- **Work item**
Continue the description of Francis Crick's 1953 coiled-coil papers, starting after its last sentence.

- **Source text**
::::
## “The Fourier Transform of a Coiled-Coil”, AND “The packing of -Helices: Simple Coiled-Coils in Acta Crystallographica, Volume 6, Part 8-9, pp. 678-685 and pp. 689-698

Copenhagen: Ejnar Munksgaard Ltd., 1953. 1st Edition. FIRST EDITION IN PAPER WRAPS OF TWO HISTORIC PAPERS BY FRANCIS CRICK PRESENTING THE FIRST ATTEMPT AT USING SECONDARY-STRUCTURE ELEMENTS TO MODEL THE TERTIARY STRUCTURE OF A PROTEIN – THE ALPHA-HELICAL COILED COIL. “Crick’s molecular model for the coiled coil – entailing left-handed supercoils, heptad repeats and knobs-into-holes packing – has been seen as the definitive account of this structure” (Gruber, Another 50th Anniversary, Trends in Biochemical Science, 12, pp. 679).

“In these papers, [Crick presents] a parametric model for coiled coils of two and three parallel -helices, supercoiled in the opposite direction of the helices and held together by a defined side-chain packing geometry. Particularly noteworthy is Crick's anticipation that packing would be driven by the hydrophobic nature of side-chains and that, therefore, the sequence of coiled coils would show a periodicity of polar and non-polar residues. This occurred at a time when the biophysics of protein folding were unknown and even the exact sequence of a protein still remained to be determined” (Gruber).
::::
- **The data**

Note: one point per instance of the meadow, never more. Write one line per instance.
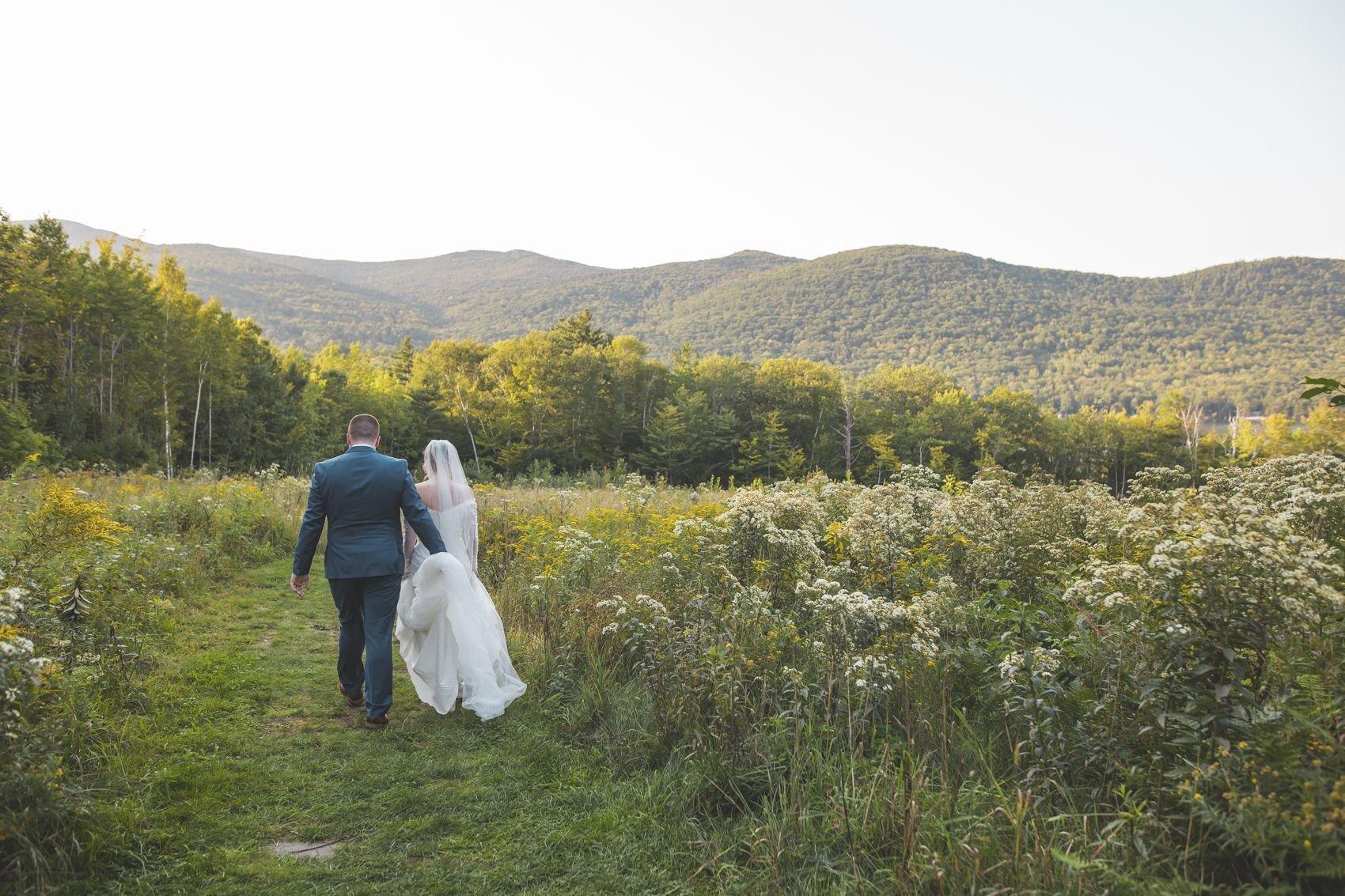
::::
- **Exercise output**
“In 1953, Crick and Linus Pauling both proposed models of supercoiled helices… These were the first attempts at modeling the tertiary structure of a protein. Crick emphasized the packing mode of the side-chains ('knobs-into-holes'), which required a periodicity of 7/2 helical turns and a supercoil in the opposite sense of the constituent helices. By contrast, Pauling envisaged a broader set of periodicities and supercoils of both senses” (Gruber). It was Crick’s model, however, that “became canonical and [his] ‘heptad repeat’ [is] essentially synonymous with coiled coils” (ibid).

Crick’s idea derived “from model-building experiments which show that if the helices are distorted systematically in the manner proposed, the side chains of one helix can be made to interlock with the holes between side chains of its neighbor” (Neurath, 903).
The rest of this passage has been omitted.